__Aim of the exercise__.
Find every line in the records below that contains the string "person" and copy each of those lines. Matching is case-sensitive.

__Input data__.

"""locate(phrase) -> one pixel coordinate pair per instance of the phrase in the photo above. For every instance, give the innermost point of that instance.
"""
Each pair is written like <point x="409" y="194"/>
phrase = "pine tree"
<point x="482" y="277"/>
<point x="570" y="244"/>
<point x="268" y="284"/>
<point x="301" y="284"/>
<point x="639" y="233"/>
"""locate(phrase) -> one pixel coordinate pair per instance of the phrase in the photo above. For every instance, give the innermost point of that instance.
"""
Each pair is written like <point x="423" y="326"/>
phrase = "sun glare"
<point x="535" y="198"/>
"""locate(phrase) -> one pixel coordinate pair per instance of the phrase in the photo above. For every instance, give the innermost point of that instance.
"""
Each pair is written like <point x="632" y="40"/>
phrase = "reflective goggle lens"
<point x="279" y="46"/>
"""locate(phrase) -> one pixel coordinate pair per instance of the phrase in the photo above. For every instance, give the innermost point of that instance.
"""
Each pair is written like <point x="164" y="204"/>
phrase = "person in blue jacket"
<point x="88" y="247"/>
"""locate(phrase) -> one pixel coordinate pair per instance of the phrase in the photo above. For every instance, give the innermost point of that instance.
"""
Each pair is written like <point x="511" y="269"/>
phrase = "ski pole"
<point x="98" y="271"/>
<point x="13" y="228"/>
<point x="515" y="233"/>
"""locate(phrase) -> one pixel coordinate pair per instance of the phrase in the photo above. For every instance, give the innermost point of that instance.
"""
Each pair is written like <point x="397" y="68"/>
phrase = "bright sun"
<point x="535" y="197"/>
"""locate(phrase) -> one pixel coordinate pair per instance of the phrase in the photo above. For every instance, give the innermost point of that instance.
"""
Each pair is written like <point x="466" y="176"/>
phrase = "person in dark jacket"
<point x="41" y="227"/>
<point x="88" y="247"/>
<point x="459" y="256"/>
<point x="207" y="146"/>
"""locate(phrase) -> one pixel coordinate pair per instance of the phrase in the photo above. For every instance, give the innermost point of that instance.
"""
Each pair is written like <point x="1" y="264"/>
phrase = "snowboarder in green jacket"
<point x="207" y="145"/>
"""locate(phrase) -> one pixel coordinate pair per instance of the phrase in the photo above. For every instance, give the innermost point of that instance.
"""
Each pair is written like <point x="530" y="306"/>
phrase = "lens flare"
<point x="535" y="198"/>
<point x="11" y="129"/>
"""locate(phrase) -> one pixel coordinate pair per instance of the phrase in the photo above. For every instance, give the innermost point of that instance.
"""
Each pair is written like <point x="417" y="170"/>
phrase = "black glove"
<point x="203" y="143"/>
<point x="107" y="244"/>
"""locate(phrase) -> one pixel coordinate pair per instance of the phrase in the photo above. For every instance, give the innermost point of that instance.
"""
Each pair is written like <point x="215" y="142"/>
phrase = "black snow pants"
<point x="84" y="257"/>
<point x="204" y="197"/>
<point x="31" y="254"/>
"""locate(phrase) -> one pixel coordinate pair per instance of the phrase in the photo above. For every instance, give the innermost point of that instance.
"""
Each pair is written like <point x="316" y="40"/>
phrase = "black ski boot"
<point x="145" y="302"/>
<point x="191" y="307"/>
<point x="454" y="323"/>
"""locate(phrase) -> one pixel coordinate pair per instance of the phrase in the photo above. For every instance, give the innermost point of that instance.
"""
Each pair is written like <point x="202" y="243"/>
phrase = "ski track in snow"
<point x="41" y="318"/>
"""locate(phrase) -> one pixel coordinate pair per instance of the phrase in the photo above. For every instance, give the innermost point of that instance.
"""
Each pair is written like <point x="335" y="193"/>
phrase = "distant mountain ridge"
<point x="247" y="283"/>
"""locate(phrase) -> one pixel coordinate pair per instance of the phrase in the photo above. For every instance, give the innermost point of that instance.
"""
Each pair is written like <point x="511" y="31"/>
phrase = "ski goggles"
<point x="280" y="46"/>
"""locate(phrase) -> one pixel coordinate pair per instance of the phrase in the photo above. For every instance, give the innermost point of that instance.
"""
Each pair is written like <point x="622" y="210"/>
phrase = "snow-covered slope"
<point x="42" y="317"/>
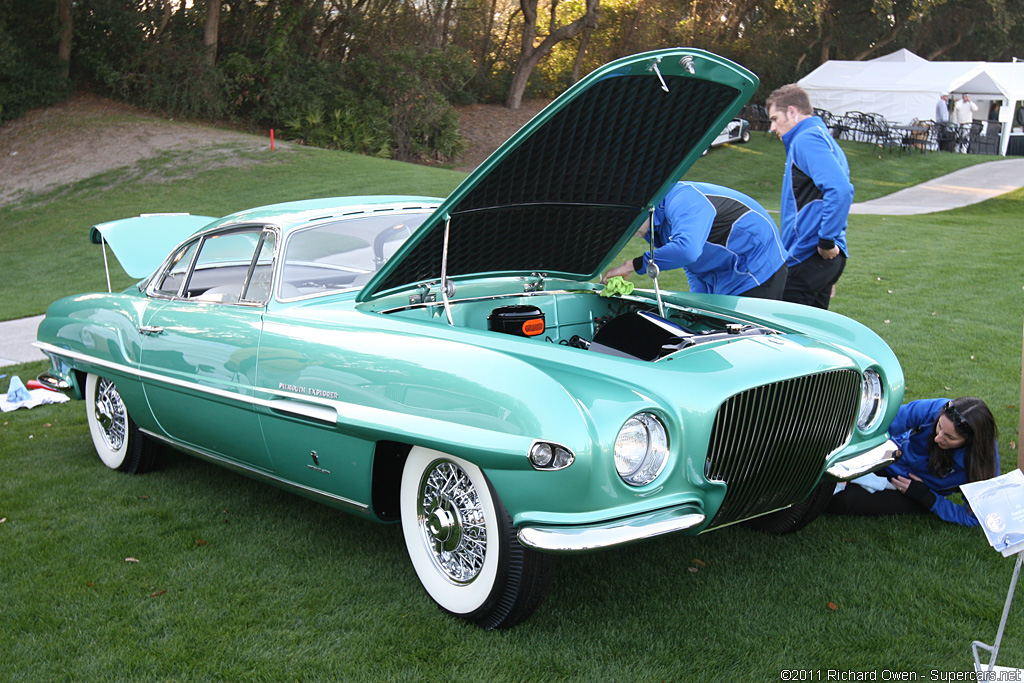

__Answer below__.
phrase = "person in blue jacket"
phrase = "person in dark jacket"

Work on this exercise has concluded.